Requisitos: Prolonga el texto sobre el terrorismo a partir de su última oración.

Terrorismo: El enemigo sin forma

Es una violencia que atemoriza y resulta impredecible, lo mismo en su objetivo que en su magnitud

Guillermo Rocha Lira

Los atentados terroristas en París provocaron la condena de la comunidad internacional, así como reacciones políticas y económicas significativas de distintos actores en el mundo. El terrorismo internacional es un tema de análisis cada vez más frecuente que adquirió un nuevo significado desde los atentados del 11 de septiembre del 2001 en Estados Unidos.

El terrorismo utiliza el miedo colectivo para alcanzar sus fines. La proliferación de grupos terroristas y la modernización de sus métodos evolucionó sin alterar sus constantes: miedo y violencia. Paul Wilkson en su libro Terrorismo político afirma que no es sólo un fenómeno social, sino también histórico, que se transforma. Para el autor “es un hecho de violencia que se le puede ver durante toda la historia (conquistas, guerras) con sus más variadas formas de expresión y crueldad”. El pánico es considerado un miedo sin fundamento, descontrolado, mientras que el terror, que viene del latín  terreo, está asociado a un temor total, irracional e incontrolable, utilizado en la antigüedad por los romanos para demostrar un miedo genuino y “ejemplar” que iba más allá de lo racional.

Pocos autores como Fernando Escalante han dedicado tanto esfuerzo para comprender esta problemática. En su libro La política del terror: apuntes para una teoría del terrorismo, explica que este fenómeno busca “transgredir los límites de lo normal y el caos”.  El éxito del terrorismo radica en su capacidad de romper el orden racional de una sociedad acostumbrada a la violencia, pero que con una demostración de “terror” difundida y amplificada por los medios de comunicación, se desborda al caos, o como Escalante lo afirma: “es una violencia que atemoriza, que resulta impredecible lo mismo en su objetivo que en su magnitud”. Noam Chomsky amplía la definición de Escalante cuando afirma que “el terror es el uso calculado de la violencia o la amenaza del uso de la violencia para alcanzar objetivos ideológicos, políticos o religiosos a través de la intimidación, la coerción o el miedo”.  El terror existe y la amenaza es permanente.

Elementos de etiquetado de contornos:
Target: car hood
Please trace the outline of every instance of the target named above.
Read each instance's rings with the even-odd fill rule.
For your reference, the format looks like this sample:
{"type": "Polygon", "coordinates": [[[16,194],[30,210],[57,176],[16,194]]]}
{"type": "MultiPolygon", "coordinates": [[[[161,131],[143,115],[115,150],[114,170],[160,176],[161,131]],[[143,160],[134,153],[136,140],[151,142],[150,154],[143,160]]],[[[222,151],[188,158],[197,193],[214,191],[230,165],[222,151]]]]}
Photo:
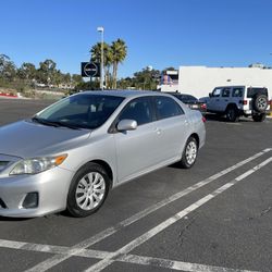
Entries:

Respuesta del ejercicio:
Existe la creencia equivocada de que el terrorismo es una problemática moderna. Este fenómeno se presenta en los primeros gobiernos de la humanidad vinculado a las guerras civiles y  asociado  en la época antigua al regicidio y el tiranicidio.

Después de la Revolución Francesa, la idea del terrorismo asociado a la revolución se exportó a otros países que empezaron a formar sus propias células terroristas y cuyos actos incitaban a la rebelión contra sectores más poderosos como la nobleza, y en menor medida contra el ejército y el clero.  Después del fracaso de las revoluciones de 1848, la vía terrorista se volvió más popular.

Probablemente el atentado terrorista más destacado en la historia haya sido el que quitó la vida al Archiduque Francisco Fernando de Austria-Hungría, y que a la postre desencadenaría la Primera Guerra Mundial. Otro caso reconocido es el de la asociación rusa Zemlya y Volya que posteriormente dio origen al grupo terrorista Narodnaya Volya (La voluntad del pueblo), que llevó a cabo sus ataques más radicales desde 1879 y cuyo mayor logro fue el asesinato del zar Alejandro I en 1881. En el Siglo XX, la modernización del armamento y la bipolaridad de la Guerra Fría provocó que los grupos terroristas proliferaran en todas las regiones del mundo.

La mayoría de los grupos terroristas tienen su origen en países subdesarrollados o en vías de desarrollo. El terrorismo surge como alternativa violenta de acción por parte de grupos insurgentes y revolucionarios para incidir en el cambio político de sus países o como acción unilateral de resistencia frente a regímenes autoritarios y potencias colonizadoras.

La línea entre terrorismo y revolución es muy delgada. Muchos de los grupos guerrilleros, revolucionarios o insurgentes utilizaron tácticas terroristas para alcanzar sus fines, como Baader Meinhoff en la República Federal Alemana, el Ejército Rojo Japonés, el Khmer Rojo en Camboya, el Movimiento Revolucionario Tupac Amaru en Perú y las FARC en Colombia, por mencionar algunos.

Todos los grupos terroristas cuentan con una base ideológica que no necesariamente tiene que ser religiosa. Existen grupos terroristas de orientación nacionalista cuyo objetivo es la independencia o la conformación de un estado nacional, como en los casos de ETA en España y los Tigres Tamiles en Sri Lanka. También existen grupos más complejos de orientación nacionalista-religiosa, como el ERI en Irlanda, el Frente de Liberación Palestina, Hezbolla en Medio Oriente, Al-Jihad en Egipto y Lashkar e Taiba en Pakistán. Finalmente están aquellos grupos de sentido estrictamente religioso como Al-Qaeda, Hamas y recientemente el Estado Islámico (ISIS) que pretenden establecer califatos modernos.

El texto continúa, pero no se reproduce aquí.